─── 本文抜粋
【週末は女子プロレス♯81】プロレス、芸能、美容サロン経営の三刀流 赤井沙希「また婚期遅れる」も「これが自分の人生」
元プロボクサー“浪速のロッキー”こと赤井英和の娘としても知られるDDTの赤井沙希。プロレスと芸能の二足の草鞋を履き、今年は美容界にも進出、自身プロデュースによるエステティックサロン「Riviera」を経営している。「プライベートな時間がなくなりましたね。これでまた婚期が遅れてしまいます」と苦笑する赤井だが、「これが自分の人生だなと思いますね」と、すべての活動に意欲的。好きなことすべてを仕事に取り入れ人生を謳歌していると言っていいだろう。なかでも彼女が「これぞ人生」と感じられるプロレスとは、どのようにして出会ったのだろうか。
“浪速のロッキー”のまな娘、DDTの赤井沙希のプロレスとの出会い
元プロボクサー“浪速のロッキー”こと赤井英和の娘としても知られるDDTの赤井沙希。プロレスと芸能の二足の草鞋を履き、今年は美容界にも進出、自身プロデュースによるエステティックサロン「Riviera」を経営している。「プライベートな時間がなくなりましたね。これでまた婚期が遅れてしまいます」と苦笑する赤井だが、「これが自分の人生だなと思いますね」と、すべての活動に意欲的。好きなことすべてを仕事に取り入れ人生を謳歌していると言っていいだろう。なかでも彼女が「これぞ人生」と感じられるプロレスとは、どのようにして出会ったのだろうか。
──────
赤井沙希を紹介する本文によると、赤井は何が理由で「婚期が遅れてしまいます」と話しているか。1〜3文で説明せよ。 記録はこの作業には関わりません。
─── 記録セット
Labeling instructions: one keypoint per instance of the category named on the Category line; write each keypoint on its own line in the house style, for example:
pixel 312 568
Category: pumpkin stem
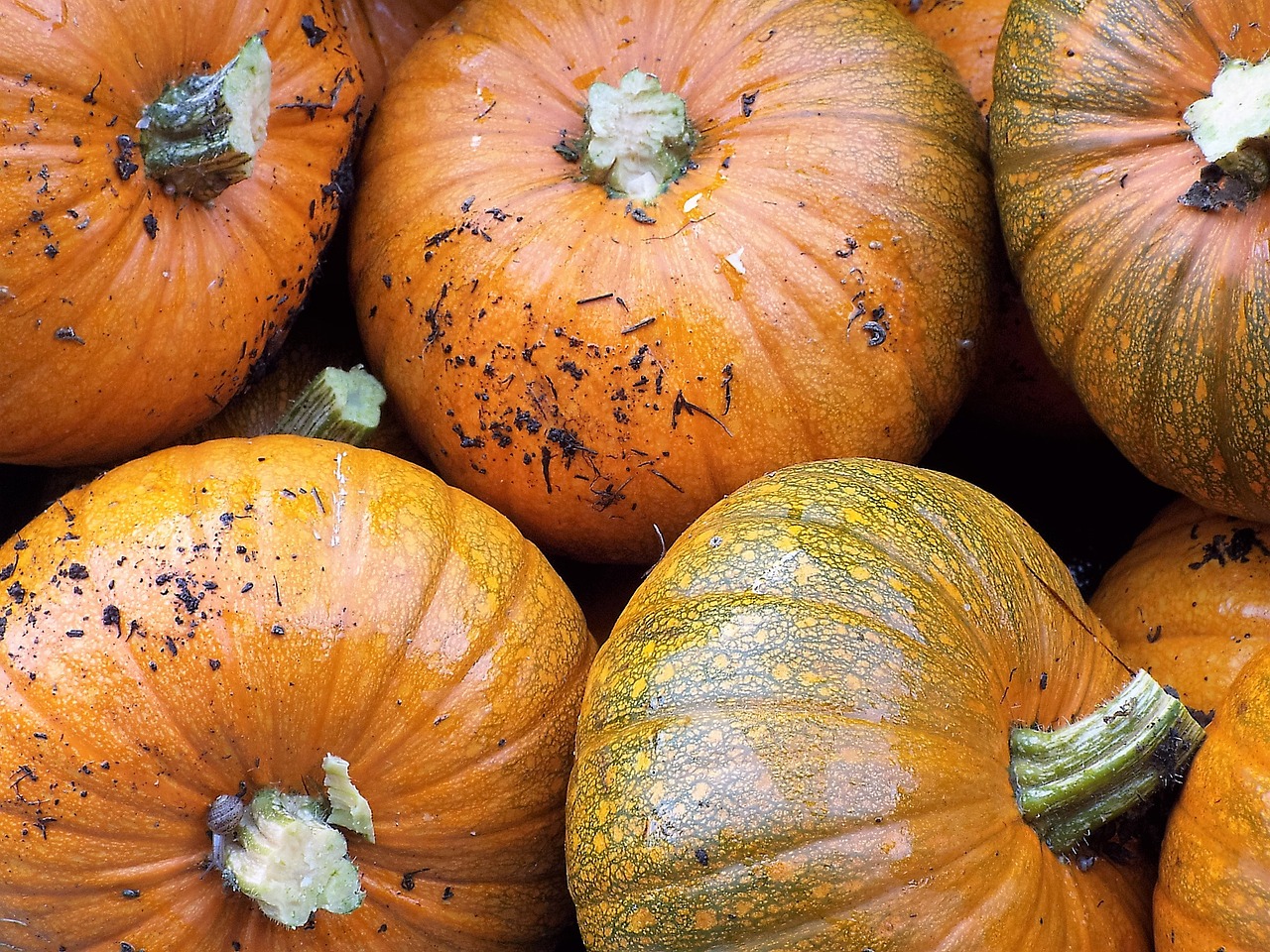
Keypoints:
pixel 638 139
pixel 200 135
pixel 1232 126
pixel 339 405
pixel 286 855
pixel 1070 782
──────
* _演習の解答_
プライベートな時間がなくなったためである。赤井はプロレスと芸能を両立させ、今年は自身がプロデュースするエステティックサロン「Riviera」の経営も始めた。そのうえで「プライベートな時間がなくなりましたね」と述べ、それを受けて婚期がまた遅れると苦笑している。